▶ **Activity**:
Please output exactly the lines below, starting at the line that has "the woman's eyebrow" and ending at the line that has "the leaf stem", both included; leave out all pictures and include nothing else.

▶ **Given data**:
======

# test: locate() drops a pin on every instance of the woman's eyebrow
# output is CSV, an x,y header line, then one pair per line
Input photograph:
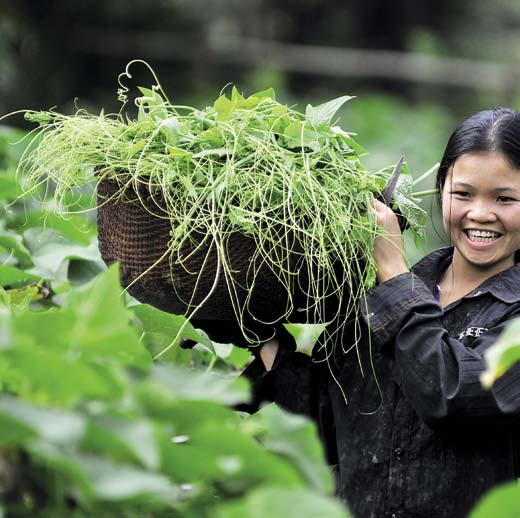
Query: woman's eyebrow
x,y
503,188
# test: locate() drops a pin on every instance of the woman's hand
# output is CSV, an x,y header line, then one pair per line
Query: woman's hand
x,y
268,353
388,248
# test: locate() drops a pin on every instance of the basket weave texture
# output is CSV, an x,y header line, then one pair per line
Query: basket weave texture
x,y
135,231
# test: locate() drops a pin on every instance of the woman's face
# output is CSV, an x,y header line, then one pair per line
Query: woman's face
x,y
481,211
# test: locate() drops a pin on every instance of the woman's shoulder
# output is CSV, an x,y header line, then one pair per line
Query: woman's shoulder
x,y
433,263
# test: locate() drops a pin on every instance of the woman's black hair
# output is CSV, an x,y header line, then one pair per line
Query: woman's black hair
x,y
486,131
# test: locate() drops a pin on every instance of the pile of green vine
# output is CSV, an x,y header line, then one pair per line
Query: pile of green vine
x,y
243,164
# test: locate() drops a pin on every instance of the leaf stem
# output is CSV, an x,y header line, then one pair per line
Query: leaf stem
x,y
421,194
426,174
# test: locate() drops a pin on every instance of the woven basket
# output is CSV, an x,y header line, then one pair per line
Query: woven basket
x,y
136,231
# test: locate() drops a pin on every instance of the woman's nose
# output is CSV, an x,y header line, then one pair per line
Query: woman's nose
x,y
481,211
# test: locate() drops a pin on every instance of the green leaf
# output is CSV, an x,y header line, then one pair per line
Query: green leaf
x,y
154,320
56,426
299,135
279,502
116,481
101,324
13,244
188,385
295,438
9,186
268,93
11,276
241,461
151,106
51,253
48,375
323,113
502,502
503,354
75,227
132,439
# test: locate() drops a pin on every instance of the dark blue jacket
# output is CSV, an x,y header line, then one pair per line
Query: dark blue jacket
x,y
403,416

======

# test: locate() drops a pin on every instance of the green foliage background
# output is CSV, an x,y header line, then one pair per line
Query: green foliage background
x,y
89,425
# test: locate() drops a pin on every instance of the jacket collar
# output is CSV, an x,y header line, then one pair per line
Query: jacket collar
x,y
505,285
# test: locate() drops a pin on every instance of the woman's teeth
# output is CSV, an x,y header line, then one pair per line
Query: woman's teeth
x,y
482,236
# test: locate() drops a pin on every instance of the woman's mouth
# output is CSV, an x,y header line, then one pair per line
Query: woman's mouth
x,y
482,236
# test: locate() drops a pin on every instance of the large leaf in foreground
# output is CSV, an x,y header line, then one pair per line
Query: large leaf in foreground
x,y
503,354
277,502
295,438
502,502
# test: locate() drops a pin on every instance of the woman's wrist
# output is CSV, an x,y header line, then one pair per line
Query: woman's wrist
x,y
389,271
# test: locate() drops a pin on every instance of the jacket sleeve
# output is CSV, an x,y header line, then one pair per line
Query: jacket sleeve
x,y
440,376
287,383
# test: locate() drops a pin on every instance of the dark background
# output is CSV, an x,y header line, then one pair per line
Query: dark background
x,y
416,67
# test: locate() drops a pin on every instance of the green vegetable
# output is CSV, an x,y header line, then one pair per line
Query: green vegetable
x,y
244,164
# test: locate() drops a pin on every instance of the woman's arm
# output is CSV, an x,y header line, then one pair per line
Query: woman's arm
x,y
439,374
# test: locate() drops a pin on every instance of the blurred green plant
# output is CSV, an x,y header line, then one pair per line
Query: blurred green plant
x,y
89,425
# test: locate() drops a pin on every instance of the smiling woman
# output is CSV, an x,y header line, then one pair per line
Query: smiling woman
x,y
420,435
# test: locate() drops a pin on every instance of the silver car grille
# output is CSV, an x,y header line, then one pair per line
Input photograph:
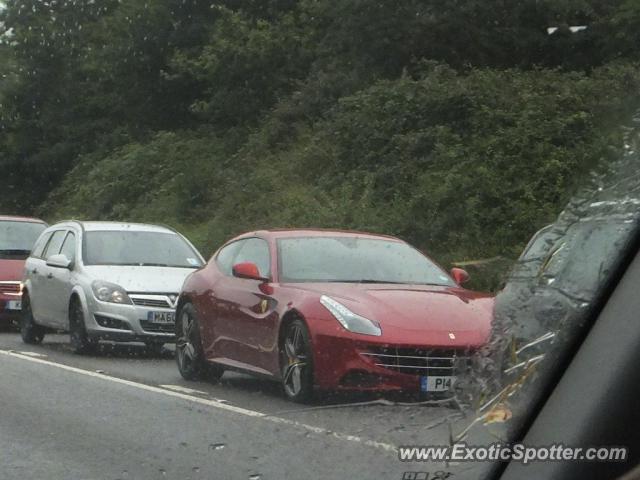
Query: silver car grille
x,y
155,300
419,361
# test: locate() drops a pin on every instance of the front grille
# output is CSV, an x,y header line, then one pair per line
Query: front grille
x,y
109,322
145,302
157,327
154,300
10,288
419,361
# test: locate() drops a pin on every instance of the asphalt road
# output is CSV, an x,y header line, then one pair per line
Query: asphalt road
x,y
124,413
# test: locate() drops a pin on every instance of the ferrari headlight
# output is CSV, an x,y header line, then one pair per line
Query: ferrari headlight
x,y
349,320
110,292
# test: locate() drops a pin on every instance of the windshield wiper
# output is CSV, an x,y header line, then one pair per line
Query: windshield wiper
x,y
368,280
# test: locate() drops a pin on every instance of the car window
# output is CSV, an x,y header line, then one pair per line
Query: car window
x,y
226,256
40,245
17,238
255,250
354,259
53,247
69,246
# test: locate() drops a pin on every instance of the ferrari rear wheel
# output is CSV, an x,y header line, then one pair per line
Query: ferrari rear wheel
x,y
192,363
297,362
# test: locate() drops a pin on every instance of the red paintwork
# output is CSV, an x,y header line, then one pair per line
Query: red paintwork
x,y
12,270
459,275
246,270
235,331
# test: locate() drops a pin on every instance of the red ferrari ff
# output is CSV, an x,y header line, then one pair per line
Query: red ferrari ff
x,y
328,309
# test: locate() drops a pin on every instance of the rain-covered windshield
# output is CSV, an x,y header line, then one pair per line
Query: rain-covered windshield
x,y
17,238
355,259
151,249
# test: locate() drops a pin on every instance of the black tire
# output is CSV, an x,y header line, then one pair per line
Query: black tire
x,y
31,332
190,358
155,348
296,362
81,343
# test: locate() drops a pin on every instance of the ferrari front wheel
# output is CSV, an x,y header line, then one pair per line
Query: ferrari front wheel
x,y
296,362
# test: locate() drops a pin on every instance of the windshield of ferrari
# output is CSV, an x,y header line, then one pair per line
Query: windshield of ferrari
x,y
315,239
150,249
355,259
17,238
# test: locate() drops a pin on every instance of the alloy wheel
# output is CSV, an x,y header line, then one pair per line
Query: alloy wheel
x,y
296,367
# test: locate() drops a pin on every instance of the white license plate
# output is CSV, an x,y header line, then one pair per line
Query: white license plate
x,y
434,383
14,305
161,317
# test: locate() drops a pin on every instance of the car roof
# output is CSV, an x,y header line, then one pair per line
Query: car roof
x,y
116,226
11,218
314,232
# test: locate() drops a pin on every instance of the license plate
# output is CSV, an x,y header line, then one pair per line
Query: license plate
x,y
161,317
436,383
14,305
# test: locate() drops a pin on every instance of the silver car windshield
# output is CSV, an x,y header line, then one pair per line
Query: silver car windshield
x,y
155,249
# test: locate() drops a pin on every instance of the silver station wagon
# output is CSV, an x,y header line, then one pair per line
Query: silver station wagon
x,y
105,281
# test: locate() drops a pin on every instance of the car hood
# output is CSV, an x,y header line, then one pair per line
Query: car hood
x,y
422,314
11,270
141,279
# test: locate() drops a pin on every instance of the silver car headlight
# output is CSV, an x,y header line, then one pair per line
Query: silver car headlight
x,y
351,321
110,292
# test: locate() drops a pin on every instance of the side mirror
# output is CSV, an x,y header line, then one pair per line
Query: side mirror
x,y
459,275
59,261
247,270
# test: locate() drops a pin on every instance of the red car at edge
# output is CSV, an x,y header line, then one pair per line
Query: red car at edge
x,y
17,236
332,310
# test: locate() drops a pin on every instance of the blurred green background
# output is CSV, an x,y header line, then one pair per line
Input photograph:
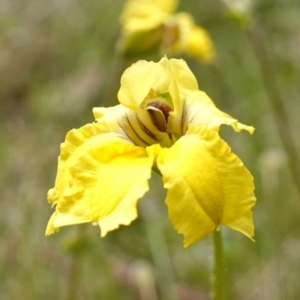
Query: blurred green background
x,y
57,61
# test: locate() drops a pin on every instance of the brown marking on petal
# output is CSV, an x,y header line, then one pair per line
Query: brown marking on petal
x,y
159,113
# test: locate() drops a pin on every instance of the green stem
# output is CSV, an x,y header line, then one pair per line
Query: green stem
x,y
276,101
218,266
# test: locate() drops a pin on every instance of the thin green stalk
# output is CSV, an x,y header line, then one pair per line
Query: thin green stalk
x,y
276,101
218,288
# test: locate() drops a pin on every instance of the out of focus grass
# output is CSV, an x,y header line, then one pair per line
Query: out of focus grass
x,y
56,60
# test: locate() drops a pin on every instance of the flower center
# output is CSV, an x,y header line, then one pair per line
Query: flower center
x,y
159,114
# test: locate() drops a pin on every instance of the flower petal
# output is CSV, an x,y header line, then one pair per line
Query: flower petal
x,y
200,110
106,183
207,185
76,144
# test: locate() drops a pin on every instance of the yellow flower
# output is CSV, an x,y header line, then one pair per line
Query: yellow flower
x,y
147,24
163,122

======

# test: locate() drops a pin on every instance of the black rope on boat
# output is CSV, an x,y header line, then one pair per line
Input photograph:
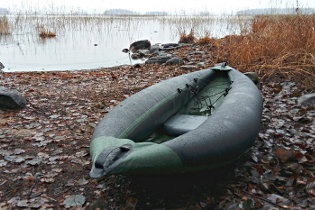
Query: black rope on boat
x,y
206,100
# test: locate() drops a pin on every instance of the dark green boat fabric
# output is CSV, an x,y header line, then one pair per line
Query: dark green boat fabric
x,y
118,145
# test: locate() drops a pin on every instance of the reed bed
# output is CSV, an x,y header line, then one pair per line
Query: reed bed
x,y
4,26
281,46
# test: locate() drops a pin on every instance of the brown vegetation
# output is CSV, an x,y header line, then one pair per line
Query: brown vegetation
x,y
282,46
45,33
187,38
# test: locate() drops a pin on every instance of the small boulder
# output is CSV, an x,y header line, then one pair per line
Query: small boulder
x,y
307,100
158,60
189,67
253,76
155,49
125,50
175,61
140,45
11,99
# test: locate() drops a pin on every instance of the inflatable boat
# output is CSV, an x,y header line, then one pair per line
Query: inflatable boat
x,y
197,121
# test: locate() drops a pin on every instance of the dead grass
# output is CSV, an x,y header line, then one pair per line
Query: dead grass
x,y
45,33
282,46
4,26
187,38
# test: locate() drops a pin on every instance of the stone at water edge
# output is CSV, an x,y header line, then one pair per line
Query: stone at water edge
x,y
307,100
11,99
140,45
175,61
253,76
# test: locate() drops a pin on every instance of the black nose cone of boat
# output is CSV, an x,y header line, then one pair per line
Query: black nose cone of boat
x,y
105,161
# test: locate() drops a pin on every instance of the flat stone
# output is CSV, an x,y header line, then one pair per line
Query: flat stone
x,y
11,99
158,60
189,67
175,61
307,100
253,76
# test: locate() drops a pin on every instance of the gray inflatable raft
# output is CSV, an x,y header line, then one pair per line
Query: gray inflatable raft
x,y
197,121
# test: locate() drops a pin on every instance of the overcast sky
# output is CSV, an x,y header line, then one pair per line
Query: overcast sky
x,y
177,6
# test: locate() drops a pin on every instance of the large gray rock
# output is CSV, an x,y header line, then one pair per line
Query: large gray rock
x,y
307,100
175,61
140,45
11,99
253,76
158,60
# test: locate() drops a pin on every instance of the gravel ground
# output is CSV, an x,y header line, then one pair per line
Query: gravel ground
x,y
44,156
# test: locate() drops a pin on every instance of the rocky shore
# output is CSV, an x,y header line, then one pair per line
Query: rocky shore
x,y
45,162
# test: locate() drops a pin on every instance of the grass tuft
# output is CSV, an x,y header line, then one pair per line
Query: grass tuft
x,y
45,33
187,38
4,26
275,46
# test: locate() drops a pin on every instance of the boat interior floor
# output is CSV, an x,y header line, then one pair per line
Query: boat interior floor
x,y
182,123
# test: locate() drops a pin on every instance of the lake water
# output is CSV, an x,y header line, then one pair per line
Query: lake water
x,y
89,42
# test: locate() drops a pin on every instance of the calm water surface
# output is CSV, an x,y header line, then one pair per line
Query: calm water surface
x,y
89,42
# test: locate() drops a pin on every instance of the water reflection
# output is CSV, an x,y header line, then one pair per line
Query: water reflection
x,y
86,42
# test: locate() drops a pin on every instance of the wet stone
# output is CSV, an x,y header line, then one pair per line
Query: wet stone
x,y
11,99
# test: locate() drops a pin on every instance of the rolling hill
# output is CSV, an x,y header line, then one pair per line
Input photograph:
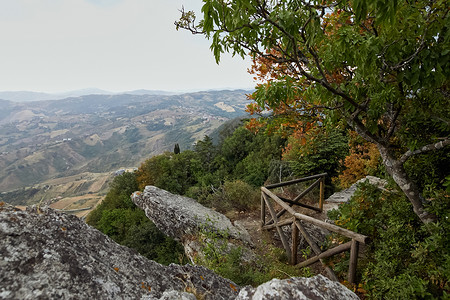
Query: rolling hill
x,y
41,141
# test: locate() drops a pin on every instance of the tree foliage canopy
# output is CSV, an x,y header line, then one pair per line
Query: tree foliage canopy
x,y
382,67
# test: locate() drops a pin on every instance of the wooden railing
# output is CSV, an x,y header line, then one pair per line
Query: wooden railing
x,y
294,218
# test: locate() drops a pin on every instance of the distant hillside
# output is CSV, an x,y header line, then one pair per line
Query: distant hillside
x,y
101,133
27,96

======

▶ **Written solution**:
# test: locate() drops a pin on every instance of the woman's eyebrow
# output is CSV, an x,y header line, then one pair per line
Input photograph:
Query: woman's eyebrow
x,y
503,188
# test: locate() drops a pin on every instance of the woman's hand
# output is CSV, an x,y header line, then one pair per line
Query: woman's hand
x,y
268,353
388,248
# test: locate() drops a pin on every instance of the basket weave texture
# output is CSV, an x,y header line, then one pair per line
Query: basket weave texture
x,y
135,231
# test: locate() drops a pin on every instance of the woman's face
# output is CSV, an x,y header line, then one pair per line
Query: woman's face
x,y
481,211
# test: locate() drops a pin on every instance of the woman's shoulder
# output is CSV, an x,y header line, then one pair per line
Query: woman's shoulder
x,y
433,263
# test: locate() drops a pin on every instance of the woman's black hair
# output is CSV, an x,y header line, then one pair per line
Query: woman's black hair
x,y
486,131
# test: locate() drops a pin on every instance of the pile of green vine
# output is CSV, an x,y header line, then one pair per line
Query: pile of green vine
x,y
243,164
# test: locate() drops a pin on every instance of the leaf stem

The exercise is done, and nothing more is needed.